**WORK TO COMPLETE**
Please copy the stretch from the start of the records through the line containing "154 335 L 160", replacing "concrete wall" with "brick wall" and leaving everything else unchanged.

**RECORDS FOR PROCESSING**
####################
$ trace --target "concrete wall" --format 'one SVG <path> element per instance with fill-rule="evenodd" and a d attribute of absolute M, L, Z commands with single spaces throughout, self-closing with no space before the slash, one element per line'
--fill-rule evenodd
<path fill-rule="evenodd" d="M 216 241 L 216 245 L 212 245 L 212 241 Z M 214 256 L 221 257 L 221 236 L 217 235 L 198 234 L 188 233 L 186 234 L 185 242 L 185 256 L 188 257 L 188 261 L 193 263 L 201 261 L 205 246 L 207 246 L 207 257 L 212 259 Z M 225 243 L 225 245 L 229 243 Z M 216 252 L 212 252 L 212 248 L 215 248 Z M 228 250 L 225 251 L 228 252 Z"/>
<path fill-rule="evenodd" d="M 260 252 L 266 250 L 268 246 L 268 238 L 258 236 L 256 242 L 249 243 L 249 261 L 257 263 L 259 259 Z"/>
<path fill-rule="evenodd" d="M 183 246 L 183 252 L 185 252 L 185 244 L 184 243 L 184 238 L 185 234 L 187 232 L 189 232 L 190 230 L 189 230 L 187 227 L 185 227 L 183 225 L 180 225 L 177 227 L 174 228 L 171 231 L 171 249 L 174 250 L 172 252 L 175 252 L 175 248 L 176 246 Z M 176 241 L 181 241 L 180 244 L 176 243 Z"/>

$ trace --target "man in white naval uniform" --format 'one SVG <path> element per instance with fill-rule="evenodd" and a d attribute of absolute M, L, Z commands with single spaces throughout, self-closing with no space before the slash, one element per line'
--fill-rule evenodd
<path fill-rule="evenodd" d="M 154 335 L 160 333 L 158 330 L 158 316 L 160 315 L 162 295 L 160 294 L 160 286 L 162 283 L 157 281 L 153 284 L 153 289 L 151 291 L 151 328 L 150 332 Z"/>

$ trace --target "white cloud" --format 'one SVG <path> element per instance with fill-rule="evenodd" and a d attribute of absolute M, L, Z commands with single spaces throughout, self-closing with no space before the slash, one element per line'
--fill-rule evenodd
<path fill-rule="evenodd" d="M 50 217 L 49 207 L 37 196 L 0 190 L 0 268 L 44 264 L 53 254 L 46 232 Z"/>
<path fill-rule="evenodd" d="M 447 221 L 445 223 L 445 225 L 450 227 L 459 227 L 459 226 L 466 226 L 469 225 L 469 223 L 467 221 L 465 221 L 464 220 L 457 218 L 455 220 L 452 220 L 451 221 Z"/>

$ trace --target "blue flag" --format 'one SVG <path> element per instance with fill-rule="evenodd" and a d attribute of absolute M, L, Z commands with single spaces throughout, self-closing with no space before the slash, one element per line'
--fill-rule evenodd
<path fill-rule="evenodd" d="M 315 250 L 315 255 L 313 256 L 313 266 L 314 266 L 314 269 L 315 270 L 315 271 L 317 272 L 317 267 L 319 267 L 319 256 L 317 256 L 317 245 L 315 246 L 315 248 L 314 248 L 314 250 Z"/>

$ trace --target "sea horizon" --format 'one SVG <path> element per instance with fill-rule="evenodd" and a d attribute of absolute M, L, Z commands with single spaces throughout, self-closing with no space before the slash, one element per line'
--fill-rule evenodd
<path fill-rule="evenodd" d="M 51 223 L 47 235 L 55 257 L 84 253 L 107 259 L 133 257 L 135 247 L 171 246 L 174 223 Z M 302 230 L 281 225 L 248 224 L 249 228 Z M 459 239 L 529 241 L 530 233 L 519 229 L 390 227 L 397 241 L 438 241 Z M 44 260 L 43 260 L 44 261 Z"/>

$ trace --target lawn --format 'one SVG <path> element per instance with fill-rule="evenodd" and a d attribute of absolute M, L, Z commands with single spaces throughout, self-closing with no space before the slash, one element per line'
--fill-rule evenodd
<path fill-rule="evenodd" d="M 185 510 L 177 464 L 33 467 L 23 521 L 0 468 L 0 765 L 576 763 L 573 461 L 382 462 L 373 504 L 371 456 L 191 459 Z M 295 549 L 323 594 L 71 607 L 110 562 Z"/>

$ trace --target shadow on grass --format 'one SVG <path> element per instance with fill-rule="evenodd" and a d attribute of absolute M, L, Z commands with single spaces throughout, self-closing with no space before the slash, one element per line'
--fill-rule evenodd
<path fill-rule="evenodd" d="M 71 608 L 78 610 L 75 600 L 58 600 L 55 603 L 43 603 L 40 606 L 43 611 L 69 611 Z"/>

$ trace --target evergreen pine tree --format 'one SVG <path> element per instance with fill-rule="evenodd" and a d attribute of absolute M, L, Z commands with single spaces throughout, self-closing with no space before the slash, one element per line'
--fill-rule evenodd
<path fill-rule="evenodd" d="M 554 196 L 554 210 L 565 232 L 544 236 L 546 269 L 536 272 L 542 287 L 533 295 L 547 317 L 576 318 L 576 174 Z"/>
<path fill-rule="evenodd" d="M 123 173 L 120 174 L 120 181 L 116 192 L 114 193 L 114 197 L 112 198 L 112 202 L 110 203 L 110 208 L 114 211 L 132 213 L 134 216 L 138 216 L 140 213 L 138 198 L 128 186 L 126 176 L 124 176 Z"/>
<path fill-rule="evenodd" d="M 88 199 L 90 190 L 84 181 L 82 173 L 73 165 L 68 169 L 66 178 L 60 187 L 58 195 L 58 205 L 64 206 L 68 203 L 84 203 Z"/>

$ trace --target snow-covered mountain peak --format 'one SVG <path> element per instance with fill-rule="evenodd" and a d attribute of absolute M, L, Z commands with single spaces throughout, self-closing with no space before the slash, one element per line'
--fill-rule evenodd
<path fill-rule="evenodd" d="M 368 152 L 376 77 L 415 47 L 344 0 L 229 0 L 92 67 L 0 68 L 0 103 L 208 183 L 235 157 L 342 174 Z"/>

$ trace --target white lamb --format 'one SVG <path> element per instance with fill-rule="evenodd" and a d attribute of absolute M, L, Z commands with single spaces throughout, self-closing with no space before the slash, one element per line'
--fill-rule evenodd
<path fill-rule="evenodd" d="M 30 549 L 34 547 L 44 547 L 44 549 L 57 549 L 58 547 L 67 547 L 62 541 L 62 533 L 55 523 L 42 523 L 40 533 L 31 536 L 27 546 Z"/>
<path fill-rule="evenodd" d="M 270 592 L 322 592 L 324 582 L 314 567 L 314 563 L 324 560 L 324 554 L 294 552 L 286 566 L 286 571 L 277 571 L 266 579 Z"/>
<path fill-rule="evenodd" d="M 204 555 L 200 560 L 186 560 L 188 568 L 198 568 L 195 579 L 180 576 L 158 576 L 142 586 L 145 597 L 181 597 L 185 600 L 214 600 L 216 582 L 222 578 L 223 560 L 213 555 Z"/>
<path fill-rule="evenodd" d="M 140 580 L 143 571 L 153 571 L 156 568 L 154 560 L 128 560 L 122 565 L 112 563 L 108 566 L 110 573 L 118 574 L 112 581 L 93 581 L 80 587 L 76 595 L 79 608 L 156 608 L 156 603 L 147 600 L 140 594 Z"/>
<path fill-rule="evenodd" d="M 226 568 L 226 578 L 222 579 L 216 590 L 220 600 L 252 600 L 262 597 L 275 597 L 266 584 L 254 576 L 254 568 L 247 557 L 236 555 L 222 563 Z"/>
####################
**SOLUTION**
$ trace --target "brick wall" --format 'one SVG <path> element per instance with fill-rule="evenodd" and a d attribute of absolute M, L, Z commands with single spaces throughout, self-closing with no space before the slash, one element per line'
--fill-rule evenodd
<path fill-rule="evenodd" d="M 216 241 L 216 245 L 212 245 L 212 241 Z M 214 256 L 221 257 L 221 236 L 217 235 L 198 234 L 188 233 L 186 234 L 185 242 L 185 256 L 188 257 L 188 261 L 193 263 L 201 261 L 205 246 L 207 246 L 207 257 L 212 259 Z M 225 243 L 225 245 L 229 243 Z M 216 252 L 212 252 L 212 248 L 215 248 Z M 228 250 L 225 251 L 228 252 Z"/>
<path fill-rule="evenodd" d="M 260 252 L 266 250 L 268 246 L 268 238 L 258 236 L 256 242 L 249 243 L 249 261 L 257 263 L 259 259 Z"/>
<path fill-rule="evenodd" d="M 183 246 L 183 252 L 185 252 L 185 244 L 184 243 L 184 238 L 185 234 L 187 232 L 189 232 L 190 230 L 189 230 L 187 227 L 185 227 L 183 225 L 180 225 L 177 227 L 174 228 L 171 231 L 171 249 L 174 250 L 172 252 L 175 252 L 175 248 L 176 246 Z M 176 241 L 181 241 L 180 244 L 176 243 Z"/>

$ trace --target "man in white naval uniform" --format 'one SVG <path> element per instance with fill-rule="evenodd" and a d attribute of absolute M, L, Z commands with single spaces throughout, self-closing with no space before the slash, one element per line'
--fill-rule evenodd
<path fill-rule="evenodd" d="M 154 335 L 160 333 L 158 330 L 158 316 L 160 315 L 162 295 L 160 294 L 160 286 L 162 283 L 157 281 L 153 284 L 153 289 L 151 291 L 151 328 L 150 332 Z"/>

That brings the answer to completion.